■ **Dokument**:
Das Startup 21.co hat seinen Business-Plan vorgelegt – und will tatsächlich Satoshis in jedes Handy regnen lassen. Die Bitcoin-Szene rechnet entrüstet vor, dass sich das nicht lohnt, und merkt dabei kaum, wie phantasielos und pessimistisch sie geworden ist. Denn das, was 21 vorhat, ist zwar gewagt, aber groß und visionär.

Über einen Artikel bei der Blogzentrale Medium hat Balaji S. Srinivasan vor einigen Tagen endlich die Hüllen fallen gelassen und verraten, was das von gigantischen Investment-Geldern unterstützte Start-Up 21.co plant:

Nach langer und harter Arbeit haben wir einen integrierbaren Mining-Chip konstruiert. Wir nennen ihn BitShare. Es gibt ihn in in mehreren Varianten. 21 BitShare kann in ein mit dem Internet verbundenes Gerät als eigenständiger Chip eingebaut oder in ein existierendes Chipset integriert werden. Er ist ein IP-Block, der einen ständigen Strom an digitaler Währung generiert, die in einer Vielzahl von Anwendungen genutzt werden kann.

■ **Aufgabe 1**: Fassen Sie den Artikel über das Startup 21.co in zwei Sätzen zusammen.
■ **Aufgabe 2**: Wie heißt der Mining-Chip, den 21.co laut dem Artikel konstruiert hat?
■ **Aufgabe 3**: Führen Sie den Artikel über das Startup 21.co im Anschluss an seinen letzten Satz weiter.
Die Einträge werden für die Bearbeitung nicht gebraucht.

■ **Extrahierte Einträge**:

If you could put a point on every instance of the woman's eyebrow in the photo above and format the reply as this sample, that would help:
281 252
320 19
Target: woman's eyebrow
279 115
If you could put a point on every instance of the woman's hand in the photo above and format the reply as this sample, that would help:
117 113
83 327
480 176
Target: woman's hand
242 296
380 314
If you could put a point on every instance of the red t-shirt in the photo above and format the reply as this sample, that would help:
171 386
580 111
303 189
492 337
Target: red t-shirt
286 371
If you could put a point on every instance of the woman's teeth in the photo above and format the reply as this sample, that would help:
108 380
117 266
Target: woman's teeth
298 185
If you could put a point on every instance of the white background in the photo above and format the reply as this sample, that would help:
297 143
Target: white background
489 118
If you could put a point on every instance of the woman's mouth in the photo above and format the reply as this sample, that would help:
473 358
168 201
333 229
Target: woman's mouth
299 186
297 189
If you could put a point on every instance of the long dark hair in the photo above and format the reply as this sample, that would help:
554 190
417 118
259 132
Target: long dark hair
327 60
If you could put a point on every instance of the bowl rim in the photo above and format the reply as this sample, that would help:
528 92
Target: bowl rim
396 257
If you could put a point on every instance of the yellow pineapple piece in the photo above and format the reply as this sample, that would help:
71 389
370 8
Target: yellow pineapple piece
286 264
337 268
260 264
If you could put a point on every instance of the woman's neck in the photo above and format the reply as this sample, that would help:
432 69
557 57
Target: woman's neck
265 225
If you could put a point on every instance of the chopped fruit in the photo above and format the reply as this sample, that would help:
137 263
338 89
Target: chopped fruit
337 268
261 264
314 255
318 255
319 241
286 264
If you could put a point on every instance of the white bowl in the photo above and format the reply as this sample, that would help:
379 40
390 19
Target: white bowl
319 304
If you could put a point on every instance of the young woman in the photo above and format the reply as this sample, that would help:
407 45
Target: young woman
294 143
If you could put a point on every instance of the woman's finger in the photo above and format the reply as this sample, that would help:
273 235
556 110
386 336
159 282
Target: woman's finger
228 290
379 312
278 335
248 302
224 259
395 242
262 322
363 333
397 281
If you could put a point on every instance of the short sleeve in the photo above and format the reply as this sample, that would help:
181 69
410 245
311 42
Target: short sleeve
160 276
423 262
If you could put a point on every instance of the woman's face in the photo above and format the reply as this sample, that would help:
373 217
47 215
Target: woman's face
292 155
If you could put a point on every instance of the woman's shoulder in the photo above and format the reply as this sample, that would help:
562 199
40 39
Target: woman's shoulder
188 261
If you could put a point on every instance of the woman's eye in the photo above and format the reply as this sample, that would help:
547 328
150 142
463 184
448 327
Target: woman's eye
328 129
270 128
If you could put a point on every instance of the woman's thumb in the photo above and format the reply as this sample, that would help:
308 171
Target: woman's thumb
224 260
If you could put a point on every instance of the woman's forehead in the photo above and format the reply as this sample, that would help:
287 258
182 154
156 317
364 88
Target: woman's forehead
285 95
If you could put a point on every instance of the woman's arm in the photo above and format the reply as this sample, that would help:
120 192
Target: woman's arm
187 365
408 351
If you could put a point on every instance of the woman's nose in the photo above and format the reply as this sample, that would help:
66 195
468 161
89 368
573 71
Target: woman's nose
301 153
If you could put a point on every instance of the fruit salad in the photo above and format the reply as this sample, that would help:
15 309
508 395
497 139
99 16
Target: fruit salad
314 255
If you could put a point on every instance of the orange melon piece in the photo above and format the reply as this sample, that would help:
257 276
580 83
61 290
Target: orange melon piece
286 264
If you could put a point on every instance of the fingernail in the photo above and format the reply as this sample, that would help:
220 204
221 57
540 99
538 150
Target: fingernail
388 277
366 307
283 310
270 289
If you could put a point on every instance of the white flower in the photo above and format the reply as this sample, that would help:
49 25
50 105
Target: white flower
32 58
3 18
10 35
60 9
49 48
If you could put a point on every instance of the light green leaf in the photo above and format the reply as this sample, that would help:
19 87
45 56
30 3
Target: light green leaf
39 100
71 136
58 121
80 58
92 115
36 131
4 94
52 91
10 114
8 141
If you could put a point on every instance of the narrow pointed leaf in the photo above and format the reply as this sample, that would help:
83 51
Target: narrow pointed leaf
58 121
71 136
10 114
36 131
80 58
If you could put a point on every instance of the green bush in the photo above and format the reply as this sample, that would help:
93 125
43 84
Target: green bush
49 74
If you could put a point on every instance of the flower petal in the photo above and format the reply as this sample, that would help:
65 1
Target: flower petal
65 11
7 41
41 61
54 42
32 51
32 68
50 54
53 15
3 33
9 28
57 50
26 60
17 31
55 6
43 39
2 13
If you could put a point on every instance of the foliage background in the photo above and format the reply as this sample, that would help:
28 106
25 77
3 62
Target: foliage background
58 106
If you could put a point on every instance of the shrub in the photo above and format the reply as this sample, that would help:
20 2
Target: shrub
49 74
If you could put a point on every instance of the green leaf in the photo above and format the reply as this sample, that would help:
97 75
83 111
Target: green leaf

■ **Ergebnis 1**: Das Startup 21.co will laut seinem Business-Plan Satoshis in jedes Handy regnen lassen, während die Bitcoin-Szene vorrechnet, dass sich das nicht lohnt. Balaji S. Srinivasan hat in einem Artikel bei Medium verraten, dass das Unternehmen einen integrierbaren Mining-Chip namens BitShare konstruiert hat, der einen ständigen Strom an digitaler Währung generiert.

■ **Ergebnis 2**: BitShare

■ **Ergebnis 3**:
OK. 21 will also, wie schon mehrfach spekuliert, tatsächlich jedes Gerät zum Miner machen. Man will die Fähigkeit eines Gerätes, Bitcoins zu erzeugen, zur „fundamentalen Systemressource“ wie die CPU, den Arbeitsspeicher, die Bandbreite oder die Festplatte machen. Geil?

Von wegen. Die Bitcoin-Szene hatte von 21 ja Wunder weiß was erwartet, nachdem das Startup 116 Millionen Dollar Investment-Kapital eingesammelt hatte. Dass 21 nun das Offensichtliche macht, das, was viele schon von Anfang an vermutet haben, rief Ärger und Enttäuschung hervor. Hätte es denn nicht etwas sein können, das so irrwitzig brillant ist, das niemand es erahnen konnte?

Auf /r/bitcoin begann ein kleiner Shitstorm:

Der Plan ergibt keinerlei Sinn.

Ich bin überrascht, dass die geheimnisvollste und am besten finanzierte Bitcoin-Firma nun mit einem Produkt hervortritt, das weder innovativ noch nützlich ist.

Das ist unvorstellbar hirnrissig.

Die Idee ist Schrott. Es gibt so viele Gründe, weshalb es nicht funktionieren kann.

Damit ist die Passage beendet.